(Text shown):
##########

Hussain, who has acted in the Hollywood blockbuster Life of Pi, watched Srinkhal, an Assamese film in which he has starred, at Eleye cinema hall this evening.
Hussain was here along with Srinkhal director Prabin Hazarika and producer Partha Pratim Bora to promote the film in which he has acted along with Jaya Seal Ghosh and others.
On learning that Assam had only 22 active halls, he said nothing could be more shameful. “Bengal has at least 100-150 halls. How can you expect returns when there are only 22 halls to run a film and expect a wider audience?” he asked.
Highlighting the poor investment in Assamese films as one of the main reasons why they were no longer being made in greater numbers, Hussain said for a producer to invest capital, he would need to know that he would get returns and make a small profit. But more often than not the film flops, producers shy away from investing leaving the industry in a shambles, he added.
“The investment was so low that we cannot make 22 prints. That is why the prints were made for seven halls and those prints will be sent to other halls and maybe shown again in the same hall,” he said. Hussain said there were lots of good stories written here and he was trying to push these stories abroad in places like Norway, where people had shown interest in Assam and the people wanted to make movies based on the stories.

##########

(Dataset excerpt):
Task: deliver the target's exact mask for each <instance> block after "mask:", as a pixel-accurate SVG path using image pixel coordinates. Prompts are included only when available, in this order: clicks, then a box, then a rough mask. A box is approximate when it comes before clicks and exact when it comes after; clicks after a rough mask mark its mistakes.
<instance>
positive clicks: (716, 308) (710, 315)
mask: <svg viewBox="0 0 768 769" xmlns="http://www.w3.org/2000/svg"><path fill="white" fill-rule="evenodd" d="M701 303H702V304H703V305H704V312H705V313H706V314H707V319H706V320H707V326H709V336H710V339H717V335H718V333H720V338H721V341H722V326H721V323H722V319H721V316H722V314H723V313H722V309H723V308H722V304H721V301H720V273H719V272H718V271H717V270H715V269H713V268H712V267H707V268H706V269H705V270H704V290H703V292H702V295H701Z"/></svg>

##########

(Your goal): Please continue the news report about the promotion of the Assamese film Srinkhal and the shortage of cinema halls in Assam, starting right after its last sentence.

(Result):
Prabin Hazarika said another factor for the lack of an audience for Assamese films was that despite some very good films being made in the past couple of years, a large number of films were substandard — made by people who did not know much about filmmaking — and these betrayed the expectations of the people who now no longer evinced any interest in watching Assamese films.
Film critics Jayanta Madhav Dutta and Pranjal Bora, members of Assam Film Society and Samiron Bardoloi, member of Jyoti Cine Club, called for raising the standard of Assamese films. They also advocated wider publicity of films like Shrinkhal, which portrays the struggle of a widow, and was released across the state on October 17 and had been well received by audiences.
On the sidelines of the news conference, Hussain said his next Bollywood release would be Zed Plus, a political satire directed by Chanakya serial director Chandraprakash Dwivedi, in which he plays the lead. The film will release on November 21.